Passage shown:
################

Have you heard the aphorism "We teach like we're taught?" It's true, for the most part. I unconsciously modeled both the good and bad P.E. teachers of my formative years.

PSYCHOLOGY FOR PHYSICAL EDUCATORS - 2ND EDITION: STUDENT IN FOCUS

Authors: Jarmo Liukkonen, Yves Vanden Auweele, Beatrix Vereijken, Dorothee Alfermann, Yiannis Theodorakis

ISBN-10: 0736062408

ISBN-13: 978-0736062404

Complete Reference:

Publishing Company: Human Kinetics; 2 edition (April 25, 2007)

Description: Hardcover, 312 pages

Reviewer: Ted Scheck

Ego-involving climates are also highly prone to cheating, since the 'winning isn't everything, it's the only thing.' Lombardiesque mentality means bending or breaking a few rules, which means a higher chance of winning over just playing the game as good as you can and being a good sport.

Task involving climates are focused more on cooperative learning, the student's role being important no matter how talented or clumsy they are, and a strong focus on individual improvement. A good illustration of task involving and ego involving climates is the answer to this question, asked by parents when their child gets home from their game or contest: "How did you do?" or "Did you win?"

################

Entries shown:
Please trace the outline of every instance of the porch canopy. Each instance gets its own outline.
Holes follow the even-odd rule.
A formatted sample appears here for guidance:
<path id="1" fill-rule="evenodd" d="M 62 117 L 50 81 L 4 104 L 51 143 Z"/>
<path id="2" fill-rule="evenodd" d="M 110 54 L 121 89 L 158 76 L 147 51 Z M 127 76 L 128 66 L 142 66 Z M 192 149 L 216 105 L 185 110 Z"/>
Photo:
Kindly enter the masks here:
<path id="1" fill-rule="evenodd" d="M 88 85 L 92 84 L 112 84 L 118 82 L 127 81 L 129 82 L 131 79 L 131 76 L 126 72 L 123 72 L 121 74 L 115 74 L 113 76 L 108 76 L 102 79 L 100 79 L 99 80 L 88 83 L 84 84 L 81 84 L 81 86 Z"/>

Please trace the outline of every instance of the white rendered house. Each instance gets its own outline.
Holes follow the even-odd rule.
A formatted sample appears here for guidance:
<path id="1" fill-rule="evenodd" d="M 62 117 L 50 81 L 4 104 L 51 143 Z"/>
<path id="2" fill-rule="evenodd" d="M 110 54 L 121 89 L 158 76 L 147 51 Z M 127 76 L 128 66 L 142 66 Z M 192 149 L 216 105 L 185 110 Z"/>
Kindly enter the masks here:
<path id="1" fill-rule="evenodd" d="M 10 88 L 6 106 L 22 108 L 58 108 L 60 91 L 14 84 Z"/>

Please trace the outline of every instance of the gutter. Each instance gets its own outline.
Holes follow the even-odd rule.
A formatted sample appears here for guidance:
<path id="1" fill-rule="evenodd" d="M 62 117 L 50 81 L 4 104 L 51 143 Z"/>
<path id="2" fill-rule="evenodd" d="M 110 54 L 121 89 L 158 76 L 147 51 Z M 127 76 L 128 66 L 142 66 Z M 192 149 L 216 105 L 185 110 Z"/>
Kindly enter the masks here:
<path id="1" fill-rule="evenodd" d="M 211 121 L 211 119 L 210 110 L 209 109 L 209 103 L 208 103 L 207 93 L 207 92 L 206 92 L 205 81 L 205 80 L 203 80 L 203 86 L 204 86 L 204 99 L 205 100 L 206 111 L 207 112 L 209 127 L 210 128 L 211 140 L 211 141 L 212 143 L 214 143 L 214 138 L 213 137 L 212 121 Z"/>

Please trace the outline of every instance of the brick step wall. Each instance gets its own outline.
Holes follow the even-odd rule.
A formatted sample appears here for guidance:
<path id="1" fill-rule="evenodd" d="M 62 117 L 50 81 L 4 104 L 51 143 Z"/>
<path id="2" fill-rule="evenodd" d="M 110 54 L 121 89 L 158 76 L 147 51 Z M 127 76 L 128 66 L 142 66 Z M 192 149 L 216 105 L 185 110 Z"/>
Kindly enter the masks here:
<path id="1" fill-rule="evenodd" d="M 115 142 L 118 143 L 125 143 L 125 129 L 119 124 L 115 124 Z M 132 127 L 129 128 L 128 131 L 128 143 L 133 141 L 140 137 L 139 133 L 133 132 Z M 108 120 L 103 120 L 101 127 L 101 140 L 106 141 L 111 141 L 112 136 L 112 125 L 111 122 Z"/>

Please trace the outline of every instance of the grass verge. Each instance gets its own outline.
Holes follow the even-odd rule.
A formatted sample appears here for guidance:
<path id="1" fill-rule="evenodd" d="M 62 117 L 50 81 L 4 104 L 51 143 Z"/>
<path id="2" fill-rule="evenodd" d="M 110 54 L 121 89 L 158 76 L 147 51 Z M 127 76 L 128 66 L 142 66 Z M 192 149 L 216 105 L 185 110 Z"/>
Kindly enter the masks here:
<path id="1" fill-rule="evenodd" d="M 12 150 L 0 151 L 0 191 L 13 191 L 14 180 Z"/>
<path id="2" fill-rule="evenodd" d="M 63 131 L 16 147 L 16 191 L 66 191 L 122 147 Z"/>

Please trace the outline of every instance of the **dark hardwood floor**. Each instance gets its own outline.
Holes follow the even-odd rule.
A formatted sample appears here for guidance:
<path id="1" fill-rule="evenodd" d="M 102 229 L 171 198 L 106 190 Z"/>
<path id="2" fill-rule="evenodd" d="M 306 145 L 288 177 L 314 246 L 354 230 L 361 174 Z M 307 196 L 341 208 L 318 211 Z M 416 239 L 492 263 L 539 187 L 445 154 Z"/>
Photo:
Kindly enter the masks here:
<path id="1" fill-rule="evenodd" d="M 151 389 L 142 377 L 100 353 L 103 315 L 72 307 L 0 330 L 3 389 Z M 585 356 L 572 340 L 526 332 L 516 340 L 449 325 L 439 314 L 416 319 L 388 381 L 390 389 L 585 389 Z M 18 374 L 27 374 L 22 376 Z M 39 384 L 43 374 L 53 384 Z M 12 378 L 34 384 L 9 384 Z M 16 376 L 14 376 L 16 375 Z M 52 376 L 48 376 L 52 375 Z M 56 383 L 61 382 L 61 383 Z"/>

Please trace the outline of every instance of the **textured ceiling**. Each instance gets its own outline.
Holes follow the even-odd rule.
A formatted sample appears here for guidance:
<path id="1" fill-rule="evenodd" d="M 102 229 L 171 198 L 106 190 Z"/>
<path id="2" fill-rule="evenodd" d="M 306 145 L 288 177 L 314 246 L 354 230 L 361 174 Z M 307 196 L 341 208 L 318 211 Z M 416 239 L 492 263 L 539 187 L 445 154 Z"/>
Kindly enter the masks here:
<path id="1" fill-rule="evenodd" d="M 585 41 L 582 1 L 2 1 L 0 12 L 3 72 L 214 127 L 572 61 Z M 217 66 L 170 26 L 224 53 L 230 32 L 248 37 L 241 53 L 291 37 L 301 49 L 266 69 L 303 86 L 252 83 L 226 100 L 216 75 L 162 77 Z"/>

################

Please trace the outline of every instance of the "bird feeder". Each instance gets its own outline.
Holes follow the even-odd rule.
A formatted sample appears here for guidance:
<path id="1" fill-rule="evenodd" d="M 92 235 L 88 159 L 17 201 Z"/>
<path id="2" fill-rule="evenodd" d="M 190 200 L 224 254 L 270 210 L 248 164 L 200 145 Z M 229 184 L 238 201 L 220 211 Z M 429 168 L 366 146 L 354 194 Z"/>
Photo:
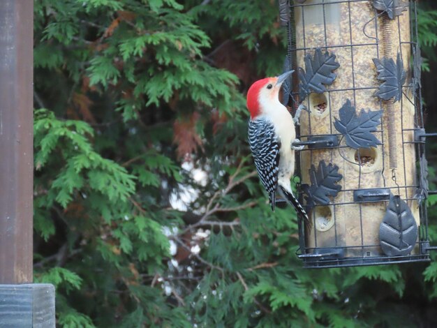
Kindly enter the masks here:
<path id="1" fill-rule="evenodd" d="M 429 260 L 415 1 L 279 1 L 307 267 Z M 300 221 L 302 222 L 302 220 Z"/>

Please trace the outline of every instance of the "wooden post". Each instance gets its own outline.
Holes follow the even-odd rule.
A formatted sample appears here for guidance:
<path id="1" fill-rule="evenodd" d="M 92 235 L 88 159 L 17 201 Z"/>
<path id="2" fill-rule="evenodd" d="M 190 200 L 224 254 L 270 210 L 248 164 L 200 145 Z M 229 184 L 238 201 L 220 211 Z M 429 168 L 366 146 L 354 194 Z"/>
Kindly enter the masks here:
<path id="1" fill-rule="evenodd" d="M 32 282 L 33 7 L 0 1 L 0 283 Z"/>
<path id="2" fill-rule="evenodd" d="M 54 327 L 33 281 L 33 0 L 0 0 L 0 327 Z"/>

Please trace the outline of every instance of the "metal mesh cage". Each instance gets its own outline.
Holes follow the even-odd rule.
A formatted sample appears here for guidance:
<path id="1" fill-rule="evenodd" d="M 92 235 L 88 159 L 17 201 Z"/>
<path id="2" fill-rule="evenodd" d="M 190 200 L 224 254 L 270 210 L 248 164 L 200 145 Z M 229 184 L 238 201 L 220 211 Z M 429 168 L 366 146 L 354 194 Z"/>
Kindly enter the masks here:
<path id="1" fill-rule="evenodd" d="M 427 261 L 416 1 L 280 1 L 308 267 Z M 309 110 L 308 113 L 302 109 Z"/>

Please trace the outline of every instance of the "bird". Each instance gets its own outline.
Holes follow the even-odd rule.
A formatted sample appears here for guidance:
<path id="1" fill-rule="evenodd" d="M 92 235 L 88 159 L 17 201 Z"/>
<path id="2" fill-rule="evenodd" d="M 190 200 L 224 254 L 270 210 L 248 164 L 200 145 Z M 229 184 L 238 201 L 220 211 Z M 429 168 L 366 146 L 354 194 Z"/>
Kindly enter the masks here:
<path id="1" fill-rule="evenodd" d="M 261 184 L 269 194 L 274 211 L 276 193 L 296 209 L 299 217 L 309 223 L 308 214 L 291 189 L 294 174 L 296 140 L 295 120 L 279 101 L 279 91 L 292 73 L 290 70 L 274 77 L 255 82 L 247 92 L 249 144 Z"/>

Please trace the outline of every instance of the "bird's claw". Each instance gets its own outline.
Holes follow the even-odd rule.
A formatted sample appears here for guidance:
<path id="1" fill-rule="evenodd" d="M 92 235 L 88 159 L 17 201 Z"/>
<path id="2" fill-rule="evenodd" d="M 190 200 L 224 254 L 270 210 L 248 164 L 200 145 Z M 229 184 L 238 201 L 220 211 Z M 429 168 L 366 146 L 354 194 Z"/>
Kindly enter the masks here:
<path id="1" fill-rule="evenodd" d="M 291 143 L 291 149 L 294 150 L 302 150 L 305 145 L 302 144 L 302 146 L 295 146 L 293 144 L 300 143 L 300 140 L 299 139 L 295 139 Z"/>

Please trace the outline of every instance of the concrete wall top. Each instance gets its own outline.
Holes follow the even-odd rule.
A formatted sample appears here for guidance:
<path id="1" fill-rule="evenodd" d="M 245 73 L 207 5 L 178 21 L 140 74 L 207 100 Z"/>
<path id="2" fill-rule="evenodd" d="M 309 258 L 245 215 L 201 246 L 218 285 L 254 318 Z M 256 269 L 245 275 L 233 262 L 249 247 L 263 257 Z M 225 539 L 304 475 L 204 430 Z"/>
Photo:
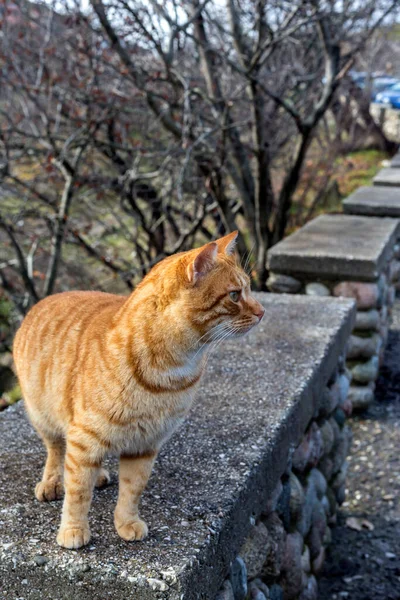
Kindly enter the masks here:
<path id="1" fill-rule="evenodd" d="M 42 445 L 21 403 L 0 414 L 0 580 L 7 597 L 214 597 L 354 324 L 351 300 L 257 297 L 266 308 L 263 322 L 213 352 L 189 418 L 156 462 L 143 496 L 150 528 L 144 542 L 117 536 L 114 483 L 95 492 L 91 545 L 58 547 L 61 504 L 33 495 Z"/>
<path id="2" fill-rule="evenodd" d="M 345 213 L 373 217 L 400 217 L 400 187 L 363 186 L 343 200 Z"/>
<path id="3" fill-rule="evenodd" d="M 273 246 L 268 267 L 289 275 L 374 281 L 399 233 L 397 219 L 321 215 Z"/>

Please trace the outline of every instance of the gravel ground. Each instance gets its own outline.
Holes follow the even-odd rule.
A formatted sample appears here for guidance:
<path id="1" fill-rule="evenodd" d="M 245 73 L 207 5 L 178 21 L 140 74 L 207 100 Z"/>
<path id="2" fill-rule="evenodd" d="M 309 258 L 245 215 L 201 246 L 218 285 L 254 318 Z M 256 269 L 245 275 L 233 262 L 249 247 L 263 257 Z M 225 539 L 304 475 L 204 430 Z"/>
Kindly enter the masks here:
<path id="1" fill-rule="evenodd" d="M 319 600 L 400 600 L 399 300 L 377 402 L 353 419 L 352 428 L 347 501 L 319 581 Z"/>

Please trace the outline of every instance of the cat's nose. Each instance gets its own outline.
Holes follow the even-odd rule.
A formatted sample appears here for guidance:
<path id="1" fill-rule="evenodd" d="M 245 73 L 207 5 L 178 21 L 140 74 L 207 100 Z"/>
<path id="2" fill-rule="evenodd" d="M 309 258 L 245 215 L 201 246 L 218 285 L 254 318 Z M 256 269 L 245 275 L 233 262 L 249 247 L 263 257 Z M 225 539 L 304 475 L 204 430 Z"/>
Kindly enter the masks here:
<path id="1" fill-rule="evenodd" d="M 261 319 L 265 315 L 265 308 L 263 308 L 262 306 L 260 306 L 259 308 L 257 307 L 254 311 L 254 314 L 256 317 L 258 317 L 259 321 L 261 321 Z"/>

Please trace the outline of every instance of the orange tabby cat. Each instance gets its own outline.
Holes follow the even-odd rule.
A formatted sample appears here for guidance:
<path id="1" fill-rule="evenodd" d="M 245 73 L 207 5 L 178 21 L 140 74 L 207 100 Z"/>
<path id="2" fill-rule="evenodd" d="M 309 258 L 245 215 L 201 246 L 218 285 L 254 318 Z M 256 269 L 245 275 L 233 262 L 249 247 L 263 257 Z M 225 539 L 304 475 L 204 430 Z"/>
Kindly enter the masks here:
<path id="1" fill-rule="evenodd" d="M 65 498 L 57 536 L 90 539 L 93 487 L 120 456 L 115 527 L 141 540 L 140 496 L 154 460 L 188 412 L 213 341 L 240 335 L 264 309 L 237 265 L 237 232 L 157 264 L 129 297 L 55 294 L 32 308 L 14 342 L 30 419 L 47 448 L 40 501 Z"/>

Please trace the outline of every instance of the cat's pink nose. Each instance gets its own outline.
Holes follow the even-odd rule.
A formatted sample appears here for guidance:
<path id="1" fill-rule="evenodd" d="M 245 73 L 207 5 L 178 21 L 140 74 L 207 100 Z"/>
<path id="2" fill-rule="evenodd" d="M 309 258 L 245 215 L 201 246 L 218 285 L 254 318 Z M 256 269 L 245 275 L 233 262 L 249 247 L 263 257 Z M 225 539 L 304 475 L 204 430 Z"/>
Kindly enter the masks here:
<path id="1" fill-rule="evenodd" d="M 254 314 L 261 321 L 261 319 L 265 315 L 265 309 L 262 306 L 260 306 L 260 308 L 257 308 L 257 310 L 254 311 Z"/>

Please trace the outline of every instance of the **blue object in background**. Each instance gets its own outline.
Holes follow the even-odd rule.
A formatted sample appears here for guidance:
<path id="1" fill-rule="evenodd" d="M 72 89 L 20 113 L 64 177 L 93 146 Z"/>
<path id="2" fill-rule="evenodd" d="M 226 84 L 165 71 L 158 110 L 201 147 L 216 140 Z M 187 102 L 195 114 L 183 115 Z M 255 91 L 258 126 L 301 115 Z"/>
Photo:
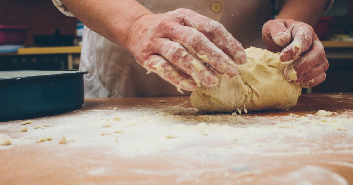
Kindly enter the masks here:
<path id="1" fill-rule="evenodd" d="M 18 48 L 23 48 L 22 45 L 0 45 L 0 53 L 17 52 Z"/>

################

What you are asked to do: Do these statements agree with the review of Psychology for Physical Educators? Answer yes or no for each, and quote the deciding words from the review. (a) The book is a 312-page paperback. (b) Task involving climates put a strong focus on individual improvement. (c) Ego-involving climates are described as less prone to cheating.

Output:
(a) No: "Hardcover, 312 pages"
(b) Yes: "a strong focus on individual improvement"
(c) No: "Ego-involving climates are also highly prone to cheating"